> _Work required_
Reproduce the lines below from the one that contains "Could you kindly segment every instance of the **surgical" through the end, inclusive, and add nothing.

> _Raw data_
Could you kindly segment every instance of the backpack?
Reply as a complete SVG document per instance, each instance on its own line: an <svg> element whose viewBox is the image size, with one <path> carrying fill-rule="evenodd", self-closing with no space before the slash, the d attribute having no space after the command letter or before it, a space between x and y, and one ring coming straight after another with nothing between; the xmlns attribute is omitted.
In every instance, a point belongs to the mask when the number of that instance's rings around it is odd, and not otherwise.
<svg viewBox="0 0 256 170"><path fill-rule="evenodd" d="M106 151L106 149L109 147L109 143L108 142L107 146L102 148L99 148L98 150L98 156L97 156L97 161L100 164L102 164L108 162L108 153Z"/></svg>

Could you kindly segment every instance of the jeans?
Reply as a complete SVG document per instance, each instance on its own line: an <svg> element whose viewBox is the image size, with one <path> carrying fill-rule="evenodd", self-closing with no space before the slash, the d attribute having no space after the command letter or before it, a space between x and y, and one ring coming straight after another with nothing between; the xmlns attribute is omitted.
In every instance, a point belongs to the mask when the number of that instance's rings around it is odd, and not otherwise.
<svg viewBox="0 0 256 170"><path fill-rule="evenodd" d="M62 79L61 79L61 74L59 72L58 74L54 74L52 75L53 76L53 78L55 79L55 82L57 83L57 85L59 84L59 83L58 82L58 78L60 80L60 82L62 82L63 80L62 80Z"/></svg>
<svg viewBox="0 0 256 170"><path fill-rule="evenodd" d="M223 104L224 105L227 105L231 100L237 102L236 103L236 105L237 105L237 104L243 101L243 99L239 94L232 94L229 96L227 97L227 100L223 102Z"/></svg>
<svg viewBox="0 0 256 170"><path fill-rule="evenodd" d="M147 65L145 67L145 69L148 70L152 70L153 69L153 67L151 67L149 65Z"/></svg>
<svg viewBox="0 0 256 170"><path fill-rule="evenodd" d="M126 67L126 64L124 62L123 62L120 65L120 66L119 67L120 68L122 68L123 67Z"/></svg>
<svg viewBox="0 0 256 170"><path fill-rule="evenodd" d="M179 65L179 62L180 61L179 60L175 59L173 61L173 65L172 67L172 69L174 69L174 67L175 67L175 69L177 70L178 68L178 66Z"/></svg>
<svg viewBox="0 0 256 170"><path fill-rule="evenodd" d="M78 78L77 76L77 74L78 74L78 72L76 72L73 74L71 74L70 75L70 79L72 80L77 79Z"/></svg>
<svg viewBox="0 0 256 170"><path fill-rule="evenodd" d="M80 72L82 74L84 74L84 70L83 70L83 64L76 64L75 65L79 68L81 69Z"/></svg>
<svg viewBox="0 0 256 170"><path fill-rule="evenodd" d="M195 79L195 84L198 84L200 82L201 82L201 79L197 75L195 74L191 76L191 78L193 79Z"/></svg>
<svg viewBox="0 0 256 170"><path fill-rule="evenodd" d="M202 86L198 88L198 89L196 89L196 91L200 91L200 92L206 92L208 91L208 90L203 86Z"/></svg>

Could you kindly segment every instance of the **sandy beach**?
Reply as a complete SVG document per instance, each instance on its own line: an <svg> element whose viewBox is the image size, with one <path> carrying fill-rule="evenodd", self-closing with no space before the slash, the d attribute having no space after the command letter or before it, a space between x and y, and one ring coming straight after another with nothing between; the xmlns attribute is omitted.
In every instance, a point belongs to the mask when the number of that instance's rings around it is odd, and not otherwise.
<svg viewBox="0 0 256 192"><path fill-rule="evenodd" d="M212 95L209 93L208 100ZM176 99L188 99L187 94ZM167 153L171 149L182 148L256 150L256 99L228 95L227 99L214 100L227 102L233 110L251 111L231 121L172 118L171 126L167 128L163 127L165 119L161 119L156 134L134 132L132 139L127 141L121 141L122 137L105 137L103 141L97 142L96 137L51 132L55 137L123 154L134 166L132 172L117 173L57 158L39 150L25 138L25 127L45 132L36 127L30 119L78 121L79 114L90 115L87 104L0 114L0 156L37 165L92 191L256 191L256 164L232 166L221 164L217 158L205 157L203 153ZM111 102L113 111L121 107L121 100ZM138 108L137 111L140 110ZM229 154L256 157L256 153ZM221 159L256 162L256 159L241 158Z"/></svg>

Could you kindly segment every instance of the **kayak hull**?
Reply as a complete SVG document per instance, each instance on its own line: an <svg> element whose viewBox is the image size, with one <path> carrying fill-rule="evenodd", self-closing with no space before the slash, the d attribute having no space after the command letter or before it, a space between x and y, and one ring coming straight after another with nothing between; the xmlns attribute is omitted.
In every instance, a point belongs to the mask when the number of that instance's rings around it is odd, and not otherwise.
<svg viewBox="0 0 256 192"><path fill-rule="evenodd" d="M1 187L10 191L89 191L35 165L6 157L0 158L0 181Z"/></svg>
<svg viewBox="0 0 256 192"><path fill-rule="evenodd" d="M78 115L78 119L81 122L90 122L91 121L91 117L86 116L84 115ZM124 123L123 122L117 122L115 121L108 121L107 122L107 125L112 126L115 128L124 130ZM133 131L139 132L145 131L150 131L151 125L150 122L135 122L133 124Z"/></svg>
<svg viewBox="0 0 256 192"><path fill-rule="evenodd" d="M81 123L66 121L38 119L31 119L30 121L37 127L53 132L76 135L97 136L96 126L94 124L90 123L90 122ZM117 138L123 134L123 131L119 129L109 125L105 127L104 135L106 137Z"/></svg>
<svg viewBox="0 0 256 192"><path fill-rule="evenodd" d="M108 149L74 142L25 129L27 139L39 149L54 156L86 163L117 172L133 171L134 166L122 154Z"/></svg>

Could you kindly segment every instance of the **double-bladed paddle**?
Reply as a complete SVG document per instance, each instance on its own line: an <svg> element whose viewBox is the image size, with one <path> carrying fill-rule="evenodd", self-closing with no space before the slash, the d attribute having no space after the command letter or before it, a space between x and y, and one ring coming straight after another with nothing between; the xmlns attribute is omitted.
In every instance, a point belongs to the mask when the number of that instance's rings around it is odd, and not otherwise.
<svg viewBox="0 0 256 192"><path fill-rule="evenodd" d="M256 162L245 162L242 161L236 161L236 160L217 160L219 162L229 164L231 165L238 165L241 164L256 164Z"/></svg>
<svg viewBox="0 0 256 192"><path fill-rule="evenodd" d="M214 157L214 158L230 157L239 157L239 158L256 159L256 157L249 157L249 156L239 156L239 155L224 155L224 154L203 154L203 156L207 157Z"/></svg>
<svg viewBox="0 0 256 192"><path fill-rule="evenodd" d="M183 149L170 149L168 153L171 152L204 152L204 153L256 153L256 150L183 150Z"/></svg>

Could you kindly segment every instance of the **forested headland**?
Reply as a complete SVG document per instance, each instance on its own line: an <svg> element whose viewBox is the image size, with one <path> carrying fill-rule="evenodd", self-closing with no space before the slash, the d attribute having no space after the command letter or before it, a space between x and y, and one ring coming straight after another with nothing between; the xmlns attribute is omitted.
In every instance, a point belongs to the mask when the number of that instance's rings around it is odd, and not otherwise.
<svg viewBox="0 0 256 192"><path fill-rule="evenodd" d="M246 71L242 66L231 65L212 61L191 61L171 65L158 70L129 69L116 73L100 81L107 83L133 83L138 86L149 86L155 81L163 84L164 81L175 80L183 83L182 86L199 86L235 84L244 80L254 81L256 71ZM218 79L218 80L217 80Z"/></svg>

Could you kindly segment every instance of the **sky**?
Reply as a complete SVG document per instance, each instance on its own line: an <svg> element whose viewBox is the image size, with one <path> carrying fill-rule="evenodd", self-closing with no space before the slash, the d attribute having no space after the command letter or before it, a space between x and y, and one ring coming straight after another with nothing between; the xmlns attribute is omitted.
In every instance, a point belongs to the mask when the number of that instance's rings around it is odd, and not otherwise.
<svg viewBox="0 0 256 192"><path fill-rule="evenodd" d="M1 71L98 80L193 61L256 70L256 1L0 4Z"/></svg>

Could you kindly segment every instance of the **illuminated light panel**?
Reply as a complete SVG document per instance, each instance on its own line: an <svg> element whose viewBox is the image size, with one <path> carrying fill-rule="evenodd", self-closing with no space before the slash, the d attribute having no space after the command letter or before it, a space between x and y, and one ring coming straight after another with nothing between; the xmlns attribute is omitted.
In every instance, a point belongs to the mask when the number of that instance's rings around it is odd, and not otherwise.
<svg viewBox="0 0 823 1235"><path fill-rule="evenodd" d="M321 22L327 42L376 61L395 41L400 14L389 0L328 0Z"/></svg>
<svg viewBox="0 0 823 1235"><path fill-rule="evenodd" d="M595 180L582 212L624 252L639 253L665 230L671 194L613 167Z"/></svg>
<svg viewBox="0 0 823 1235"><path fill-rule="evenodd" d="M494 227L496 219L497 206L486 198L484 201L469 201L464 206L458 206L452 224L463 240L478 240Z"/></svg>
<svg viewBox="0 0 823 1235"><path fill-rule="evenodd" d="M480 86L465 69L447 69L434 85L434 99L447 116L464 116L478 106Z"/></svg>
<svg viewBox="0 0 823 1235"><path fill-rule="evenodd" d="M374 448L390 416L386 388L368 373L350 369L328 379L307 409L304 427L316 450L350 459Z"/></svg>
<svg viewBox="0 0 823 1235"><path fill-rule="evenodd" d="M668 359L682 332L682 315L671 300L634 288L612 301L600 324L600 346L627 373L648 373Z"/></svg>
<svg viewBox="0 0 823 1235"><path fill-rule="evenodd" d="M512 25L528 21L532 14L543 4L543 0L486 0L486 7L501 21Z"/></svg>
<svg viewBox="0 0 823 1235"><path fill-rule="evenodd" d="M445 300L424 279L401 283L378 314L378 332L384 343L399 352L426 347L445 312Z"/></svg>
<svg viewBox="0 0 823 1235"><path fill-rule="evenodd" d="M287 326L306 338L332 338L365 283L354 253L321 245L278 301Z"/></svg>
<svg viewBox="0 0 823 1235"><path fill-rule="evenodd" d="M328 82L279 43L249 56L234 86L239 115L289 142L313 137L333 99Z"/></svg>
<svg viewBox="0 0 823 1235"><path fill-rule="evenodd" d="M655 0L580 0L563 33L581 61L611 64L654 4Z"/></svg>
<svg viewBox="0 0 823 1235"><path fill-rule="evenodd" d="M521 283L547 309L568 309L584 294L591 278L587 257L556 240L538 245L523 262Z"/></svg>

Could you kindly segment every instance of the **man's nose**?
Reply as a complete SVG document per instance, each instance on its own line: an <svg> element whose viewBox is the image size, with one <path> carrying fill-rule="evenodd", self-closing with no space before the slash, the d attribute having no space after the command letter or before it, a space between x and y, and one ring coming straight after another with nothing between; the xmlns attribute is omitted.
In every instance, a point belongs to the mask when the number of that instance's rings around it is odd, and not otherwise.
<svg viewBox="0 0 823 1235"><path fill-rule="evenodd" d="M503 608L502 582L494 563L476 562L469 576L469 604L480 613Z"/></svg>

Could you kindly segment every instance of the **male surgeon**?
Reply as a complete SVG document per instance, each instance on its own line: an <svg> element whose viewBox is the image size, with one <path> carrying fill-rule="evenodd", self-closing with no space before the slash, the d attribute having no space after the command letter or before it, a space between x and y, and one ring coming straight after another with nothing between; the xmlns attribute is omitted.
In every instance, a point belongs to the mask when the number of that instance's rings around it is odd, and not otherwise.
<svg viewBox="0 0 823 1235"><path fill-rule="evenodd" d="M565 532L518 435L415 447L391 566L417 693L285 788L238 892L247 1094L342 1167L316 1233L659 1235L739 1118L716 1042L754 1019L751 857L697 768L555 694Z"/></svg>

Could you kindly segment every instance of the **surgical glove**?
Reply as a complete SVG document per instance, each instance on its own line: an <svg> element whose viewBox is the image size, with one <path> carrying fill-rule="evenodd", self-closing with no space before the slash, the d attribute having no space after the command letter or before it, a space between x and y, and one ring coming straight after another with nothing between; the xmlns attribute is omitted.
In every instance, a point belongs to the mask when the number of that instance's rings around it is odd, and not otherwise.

> _Complete answer_
Could you kindly segment every instance of the **surgical glove**?
Reply as a complete SVG document per instance, each instance on its own line: an <svg> element whose viewBox is the image size, with one <path> carrying fill-rule="evenodd", self-closing with no space before the slash, the d attribute having no space after the command letter or before it, a space between x and y, and one ring coming straight after another with nothing between; the xmlns attribute is omitted.
In every instance, a point belongs to the mask when the number of that instance's rings around it is odd, and not otherwise.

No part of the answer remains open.